Collected data entries
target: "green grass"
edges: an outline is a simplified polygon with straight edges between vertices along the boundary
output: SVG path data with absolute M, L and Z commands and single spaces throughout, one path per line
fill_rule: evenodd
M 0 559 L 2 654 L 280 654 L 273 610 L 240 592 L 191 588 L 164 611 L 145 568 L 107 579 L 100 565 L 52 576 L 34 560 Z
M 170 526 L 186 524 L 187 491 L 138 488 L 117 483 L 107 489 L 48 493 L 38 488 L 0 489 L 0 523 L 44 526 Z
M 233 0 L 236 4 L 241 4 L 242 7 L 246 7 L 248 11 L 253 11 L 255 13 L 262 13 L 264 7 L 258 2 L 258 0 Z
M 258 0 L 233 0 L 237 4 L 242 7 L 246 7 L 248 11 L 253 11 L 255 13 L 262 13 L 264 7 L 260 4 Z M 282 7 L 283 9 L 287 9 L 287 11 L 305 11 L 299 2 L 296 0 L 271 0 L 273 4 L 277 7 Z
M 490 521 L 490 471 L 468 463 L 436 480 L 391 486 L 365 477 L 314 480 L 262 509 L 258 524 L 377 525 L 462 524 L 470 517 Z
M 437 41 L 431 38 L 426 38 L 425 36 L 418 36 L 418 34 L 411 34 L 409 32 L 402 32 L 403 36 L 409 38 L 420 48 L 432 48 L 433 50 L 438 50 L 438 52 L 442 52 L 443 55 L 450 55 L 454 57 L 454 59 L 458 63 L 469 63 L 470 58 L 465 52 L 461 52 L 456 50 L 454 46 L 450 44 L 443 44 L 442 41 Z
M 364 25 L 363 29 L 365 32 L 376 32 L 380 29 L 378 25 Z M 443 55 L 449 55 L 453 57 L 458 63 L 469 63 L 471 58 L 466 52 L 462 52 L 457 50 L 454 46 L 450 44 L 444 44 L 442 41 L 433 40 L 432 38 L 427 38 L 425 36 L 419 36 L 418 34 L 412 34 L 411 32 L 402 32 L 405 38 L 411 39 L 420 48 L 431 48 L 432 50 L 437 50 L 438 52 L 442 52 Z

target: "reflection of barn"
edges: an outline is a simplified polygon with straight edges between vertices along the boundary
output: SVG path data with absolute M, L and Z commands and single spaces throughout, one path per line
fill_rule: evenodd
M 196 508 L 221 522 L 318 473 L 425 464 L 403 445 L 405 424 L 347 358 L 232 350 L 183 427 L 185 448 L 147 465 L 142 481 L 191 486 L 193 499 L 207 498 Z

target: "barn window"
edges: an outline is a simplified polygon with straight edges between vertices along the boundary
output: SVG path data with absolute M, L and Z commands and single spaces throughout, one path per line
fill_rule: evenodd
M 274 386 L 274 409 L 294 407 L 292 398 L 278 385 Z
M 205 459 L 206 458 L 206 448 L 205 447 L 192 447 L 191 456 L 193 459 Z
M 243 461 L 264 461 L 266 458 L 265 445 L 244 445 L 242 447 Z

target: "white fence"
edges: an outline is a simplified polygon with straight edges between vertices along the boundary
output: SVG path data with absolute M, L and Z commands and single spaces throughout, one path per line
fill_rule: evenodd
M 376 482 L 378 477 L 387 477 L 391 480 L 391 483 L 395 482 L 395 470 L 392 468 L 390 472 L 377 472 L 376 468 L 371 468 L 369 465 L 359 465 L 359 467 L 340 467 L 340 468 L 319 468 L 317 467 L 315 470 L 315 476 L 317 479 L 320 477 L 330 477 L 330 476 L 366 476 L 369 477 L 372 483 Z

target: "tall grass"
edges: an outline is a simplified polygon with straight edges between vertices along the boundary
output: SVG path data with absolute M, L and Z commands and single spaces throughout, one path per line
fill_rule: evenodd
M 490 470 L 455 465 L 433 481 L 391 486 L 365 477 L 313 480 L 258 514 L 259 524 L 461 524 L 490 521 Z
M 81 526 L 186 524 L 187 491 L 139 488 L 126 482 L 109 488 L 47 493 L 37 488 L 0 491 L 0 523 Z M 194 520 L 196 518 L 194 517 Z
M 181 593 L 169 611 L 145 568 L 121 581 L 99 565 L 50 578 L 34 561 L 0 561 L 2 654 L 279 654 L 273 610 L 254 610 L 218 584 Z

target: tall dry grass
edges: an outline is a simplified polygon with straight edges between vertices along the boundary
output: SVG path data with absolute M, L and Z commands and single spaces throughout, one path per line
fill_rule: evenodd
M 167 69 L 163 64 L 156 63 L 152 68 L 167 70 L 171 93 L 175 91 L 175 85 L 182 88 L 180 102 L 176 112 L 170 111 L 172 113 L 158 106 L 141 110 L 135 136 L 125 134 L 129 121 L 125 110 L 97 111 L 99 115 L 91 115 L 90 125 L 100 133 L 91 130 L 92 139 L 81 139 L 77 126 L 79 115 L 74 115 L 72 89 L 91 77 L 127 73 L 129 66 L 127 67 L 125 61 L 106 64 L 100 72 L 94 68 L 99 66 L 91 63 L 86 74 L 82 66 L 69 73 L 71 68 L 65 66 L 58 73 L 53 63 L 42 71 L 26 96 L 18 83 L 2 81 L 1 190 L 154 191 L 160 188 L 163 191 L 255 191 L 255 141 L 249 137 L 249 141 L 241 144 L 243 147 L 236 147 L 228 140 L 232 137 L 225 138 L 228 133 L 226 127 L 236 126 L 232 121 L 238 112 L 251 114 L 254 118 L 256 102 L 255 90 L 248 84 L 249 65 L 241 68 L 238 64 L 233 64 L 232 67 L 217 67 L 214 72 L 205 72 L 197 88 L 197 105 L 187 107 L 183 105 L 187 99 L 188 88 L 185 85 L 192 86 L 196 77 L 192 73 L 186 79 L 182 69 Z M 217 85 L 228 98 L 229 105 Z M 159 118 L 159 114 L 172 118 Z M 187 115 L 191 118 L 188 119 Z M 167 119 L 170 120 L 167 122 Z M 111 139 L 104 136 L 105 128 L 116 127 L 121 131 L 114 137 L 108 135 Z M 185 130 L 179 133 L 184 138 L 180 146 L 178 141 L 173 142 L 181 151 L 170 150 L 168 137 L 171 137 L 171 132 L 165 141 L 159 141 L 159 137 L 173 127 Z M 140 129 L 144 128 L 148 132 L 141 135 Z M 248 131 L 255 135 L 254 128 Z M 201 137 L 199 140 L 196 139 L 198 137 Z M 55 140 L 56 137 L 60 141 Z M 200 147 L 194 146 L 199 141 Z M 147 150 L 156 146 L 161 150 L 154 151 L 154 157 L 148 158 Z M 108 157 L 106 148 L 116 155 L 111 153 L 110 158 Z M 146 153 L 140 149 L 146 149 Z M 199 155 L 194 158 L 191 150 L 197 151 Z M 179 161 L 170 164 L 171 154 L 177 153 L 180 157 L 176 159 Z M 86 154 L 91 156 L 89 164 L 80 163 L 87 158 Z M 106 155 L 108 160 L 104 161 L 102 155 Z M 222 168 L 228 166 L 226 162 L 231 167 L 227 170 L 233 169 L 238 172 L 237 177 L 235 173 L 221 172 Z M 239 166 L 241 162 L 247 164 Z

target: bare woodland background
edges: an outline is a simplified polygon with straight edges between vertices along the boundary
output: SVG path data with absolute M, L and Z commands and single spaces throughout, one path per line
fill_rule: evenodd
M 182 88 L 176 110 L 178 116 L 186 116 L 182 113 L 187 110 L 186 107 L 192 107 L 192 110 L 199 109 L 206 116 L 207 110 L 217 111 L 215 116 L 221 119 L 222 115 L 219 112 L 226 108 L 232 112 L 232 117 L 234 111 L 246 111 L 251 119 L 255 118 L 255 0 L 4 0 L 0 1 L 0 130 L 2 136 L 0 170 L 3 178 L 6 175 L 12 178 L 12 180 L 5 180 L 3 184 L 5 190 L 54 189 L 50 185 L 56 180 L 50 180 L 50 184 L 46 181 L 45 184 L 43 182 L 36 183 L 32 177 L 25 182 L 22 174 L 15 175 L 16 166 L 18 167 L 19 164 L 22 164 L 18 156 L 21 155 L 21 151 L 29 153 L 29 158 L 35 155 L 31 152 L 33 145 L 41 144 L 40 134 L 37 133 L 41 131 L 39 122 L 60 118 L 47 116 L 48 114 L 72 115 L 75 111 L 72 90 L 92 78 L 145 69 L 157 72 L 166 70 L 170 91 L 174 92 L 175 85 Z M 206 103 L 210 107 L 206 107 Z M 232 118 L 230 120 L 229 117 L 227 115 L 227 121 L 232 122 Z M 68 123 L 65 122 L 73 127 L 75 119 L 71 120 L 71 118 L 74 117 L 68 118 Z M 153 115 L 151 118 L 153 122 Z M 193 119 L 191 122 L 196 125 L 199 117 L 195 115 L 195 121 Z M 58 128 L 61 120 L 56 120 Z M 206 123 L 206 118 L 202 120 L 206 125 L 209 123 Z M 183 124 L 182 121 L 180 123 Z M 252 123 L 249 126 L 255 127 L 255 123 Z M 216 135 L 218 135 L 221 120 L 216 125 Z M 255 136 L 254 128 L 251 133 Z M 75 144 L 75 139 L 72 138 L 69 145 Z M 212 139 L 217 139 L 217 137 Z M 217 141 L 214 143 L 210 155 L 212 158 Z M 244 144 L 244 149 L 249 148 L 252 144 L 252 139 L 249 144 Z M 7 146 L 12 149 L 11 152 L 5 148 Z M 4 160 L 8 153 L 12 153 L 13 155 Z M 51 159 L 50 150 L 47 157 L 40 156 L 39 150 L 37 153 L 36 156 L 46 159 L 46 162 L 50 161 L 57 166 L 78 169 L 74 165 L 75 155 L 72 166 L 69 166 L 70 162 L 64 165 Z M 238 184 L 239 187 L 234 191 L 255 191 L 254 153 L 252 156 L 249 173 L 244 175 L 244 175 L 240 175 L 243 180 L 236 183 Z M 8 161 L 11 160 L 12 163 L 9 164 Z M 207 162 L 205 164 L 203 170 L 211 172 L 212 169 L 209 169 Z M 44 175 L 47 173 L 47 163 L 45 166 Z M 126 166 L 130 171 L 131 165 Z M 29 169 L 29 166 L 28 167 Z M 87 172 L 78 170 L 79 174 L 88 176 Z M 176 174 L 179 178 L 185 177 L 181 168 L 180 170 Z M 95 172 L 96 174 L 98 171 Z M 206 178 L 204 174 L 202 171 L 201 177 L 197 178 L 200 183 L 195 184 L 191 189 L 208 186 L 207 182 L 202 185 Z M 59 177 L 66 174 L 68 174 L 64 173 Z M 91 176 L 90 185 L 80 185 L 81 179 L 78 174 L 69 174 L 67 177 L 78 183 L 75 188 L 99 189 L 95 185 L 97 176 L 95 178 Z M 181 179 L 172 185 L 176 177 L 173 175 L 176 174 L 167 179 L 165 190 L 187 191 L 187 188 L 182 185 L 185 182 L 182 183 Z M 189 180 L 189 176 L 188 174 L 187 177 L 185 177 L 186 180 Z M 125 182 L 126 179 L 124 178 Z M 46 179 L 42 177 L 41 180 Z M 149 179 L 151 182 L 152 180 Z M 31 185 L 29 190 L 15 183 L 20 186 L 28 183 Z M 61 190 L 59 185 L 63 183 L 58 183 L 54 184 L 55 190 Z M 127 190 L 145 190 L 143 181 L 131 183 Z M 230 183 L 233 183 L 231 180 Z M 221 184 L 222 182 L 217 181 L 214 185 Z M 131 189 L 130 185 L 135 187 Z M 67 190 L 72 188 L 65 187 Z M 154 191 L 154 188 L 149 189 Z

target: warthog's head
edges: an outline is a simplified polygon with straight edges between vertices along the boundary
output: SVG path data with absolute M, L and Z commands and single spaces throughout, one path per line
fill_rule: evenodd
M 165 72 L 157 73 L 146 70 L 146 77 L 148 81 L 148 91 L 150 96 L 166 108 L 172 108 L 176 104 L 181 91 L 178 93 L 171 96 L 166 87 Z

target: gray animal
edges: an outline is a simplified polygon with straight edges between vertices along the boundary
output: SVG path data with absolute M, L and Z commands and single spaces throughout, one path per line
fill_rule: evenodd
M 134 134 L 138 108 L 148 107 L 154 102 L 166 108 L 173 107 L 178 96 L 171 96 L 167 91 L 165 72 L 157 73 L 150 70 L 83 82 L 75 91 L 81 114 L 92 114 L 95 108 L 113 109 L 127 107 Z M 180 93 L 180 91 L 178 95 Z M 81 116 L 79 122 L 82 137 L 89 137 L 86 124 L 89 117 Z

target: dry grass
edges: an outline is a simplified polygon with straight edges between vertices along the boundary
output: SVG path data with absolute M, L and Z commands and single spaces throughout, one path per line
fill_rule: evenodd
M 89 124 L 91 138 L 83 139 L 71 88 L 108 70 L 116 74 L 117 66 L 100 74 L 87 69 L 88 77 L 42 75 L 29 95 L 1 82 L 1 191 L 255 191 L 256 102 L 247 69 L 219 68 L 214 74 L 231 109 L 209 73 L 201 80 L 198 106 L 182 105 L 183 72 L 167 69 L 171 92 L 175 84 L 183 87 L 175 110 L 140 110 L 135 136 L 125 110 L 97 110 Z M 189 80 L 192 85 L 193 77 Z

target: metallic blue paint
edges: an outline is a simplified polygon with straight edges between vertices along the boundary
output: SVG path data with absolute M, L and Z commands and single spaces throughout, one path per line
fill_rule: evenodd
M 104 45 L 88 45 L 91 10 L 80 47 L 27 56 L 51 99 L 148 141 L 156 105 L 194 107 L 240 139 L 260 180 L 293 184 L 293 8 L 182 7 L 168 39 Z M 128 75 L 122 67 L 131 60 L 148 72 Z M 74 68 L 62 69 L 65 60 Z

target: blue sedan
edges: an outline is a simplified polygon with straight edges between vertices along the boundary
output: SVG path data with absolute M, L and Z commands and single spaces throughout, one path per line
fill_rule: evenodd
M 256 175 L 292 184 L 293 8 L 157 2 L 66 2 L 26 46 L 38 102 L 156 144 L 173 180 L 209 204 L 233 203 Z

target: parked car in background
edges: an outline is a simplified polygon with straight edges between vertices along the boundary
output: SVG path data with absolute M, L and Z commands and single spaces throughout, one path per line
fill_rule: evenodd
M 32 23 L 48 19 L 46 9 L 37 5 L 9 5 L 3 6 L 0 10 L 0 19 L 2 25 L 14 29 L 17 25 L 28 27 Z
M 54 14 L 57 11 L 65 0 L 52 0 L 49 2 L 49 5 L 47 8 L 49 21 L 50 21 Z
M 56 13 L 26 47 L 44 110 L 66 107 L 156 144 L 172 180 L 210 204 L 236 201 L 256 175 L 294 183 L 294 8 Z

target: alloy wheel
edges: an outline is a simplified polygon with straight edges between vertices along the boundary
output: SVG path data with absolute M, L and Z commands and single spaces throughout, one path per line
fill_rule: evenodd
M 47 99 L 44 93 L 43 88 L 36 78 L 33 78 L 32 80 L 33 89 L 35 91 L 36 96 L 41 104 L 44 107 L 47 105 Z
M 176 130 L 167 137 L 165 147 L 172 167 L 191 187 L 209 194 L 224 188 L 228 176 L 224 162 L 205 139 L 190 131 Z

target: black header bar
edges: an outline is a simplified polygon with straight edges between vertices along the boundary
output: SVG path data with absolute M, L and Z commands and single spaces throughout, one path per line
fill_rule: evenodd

Short exercise:
Lay out everything from the first line of the entries down to the line containing "M 0 559 L 2" as a JSON list of strings, one string per line, leaving out any blank lines.

Response to the task:
[
  "target: \"green grass\"",
  "edges: an outline is a simplified polygon with straight edges between vertices along the boundary",
  "output: SVG path data with absolute M, L and Z commands and single spaces throughout, one path per line",
  "fill_rule: evenodd",
  "M 0 559 L 2 654 L 280 654 L 273 610 L 240 592 L 191 588 L 164 611 L 145 568 L 107 579 L 100 565 L 52 576 L 34 560 Z"
]